Arrêt CCJA 1ère Ch., n° 041/2018 du 28 février 2018, Gagou Kossivi Setiwu C/ Société Ecobank Togo SA

« Le client impécunieux qui règle son dîner au restaurant en faisant la plonge ou en dessinant une œuvre d’art sur la nappe » fait la dation en paiement[1]. La dation en paiement est ainsi le fait pour un débiteur de donner en paiement au créancier une chose différente de celle qui faisait l’objet de l’obligation[2]. Comme telle, la dation en paiement ne saurait être perçue comme une sûreté en garantie du remboursement d’une somme d’argent, d’autant plus qu’elle ne figure pas au rang des sûretés retenues par le législateur de l’AUS[3]. De plus, en matière de recouvrement de créances dans l’espace Ohada[4], aucune procédure non prévue par l’AUPSRVE[5] ne peut être mise en œuvre. C’est ce qui ressort de l’arrêt du 28 févier 2018 rendu par la première chambre de la Cour Commune de Justice et d’Arbitrage (CCJA).

Les faits de l’espèce sont les suivants : par convention de crédit en date du 15 juin 2010 modifiée par avenant en date du 9 décembre 2010, la Société Ecobank Togo SA a accordé divers concours financiers à la Société Groupement de Transaction et de Corporation (GTC Sarl). En guise de sûreté et garantie de paiement de cette somme, monsieur Gagou donnait à la banque, sous condition suspensive de l’inexécution des obligations de la société GTC Sarl, un immeuble bâti. En outre, l’avenant du 9 décembre 2010 incluait la dation en paiement également sous condition suspensive, comme garantie de remboursement de la créance. A l’échéance, la société GTC Sarl n’étant pas en mesure d’effectuer le paiement de cette créance, la banque a décidé de procéder à la réalisation de la dation en paiement.

DONNÉES FOURNIES »
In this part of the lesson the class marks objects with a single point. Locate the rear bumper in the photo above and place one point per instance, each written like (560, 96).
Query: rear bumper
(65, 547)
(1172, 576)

CONSIGNE 1 »
Répondez à ces questions d'après l'extrait sur l'arrêt de la CCJA :
(a) De quand date la convention de crédit ?
(b) Quelle chambre de la CCJA a rendu l'arrêt ?
(c) Qu'est-ce que monsieur Gagou a donné à la banque comme sûreté ?
CONSIGNE 2 »
Poursuivez l'extrait sur l'arrêt de la CCJA en reprenant juste après sa dernière phrase.

RÉPONSE 1 »
(a) Du 15 juin 2010.
(b) La première chambre.
(c) Un immeuble bâti.

RÉPONSE 2 »
Ont successivement connu de l’affaire, la juridiction présidentielle du Tribunal de Première Instance de Lomé dont l’ordonnance sur requête N° 2105/2015 du 08 octobre 2015 a été rétractée par le juge des référés dudit Tribunal par ordonnance N° 0020/2016 du 25 janvier 2016, la Cour d’appel de Lomé qui s’est prononcée par arrêt N° 248/2016 en date du 27 juillet 2016 et la première chambre de la CCJA dont la décision fait l’objet du présent commentaire.

Devant le juge du fond, la Société Ecobank-Togo SA sollicite une décision qui lui permettrait de réaliser la dation de l’immeuble de monsieur Gagou en paiement de sa créance. Au soutien de sa demande, elle argue que conformément à la convention du 09 décembre, la Société GTC Sarl n’ayant pas pu honorer son engagement, elle n’a d’autres choix que de faire exécuter son garant. Monsieur Gagou quant à lui, s’oppose à l’action de la banque et refuse l’attribution de son immeuble à cette dernière.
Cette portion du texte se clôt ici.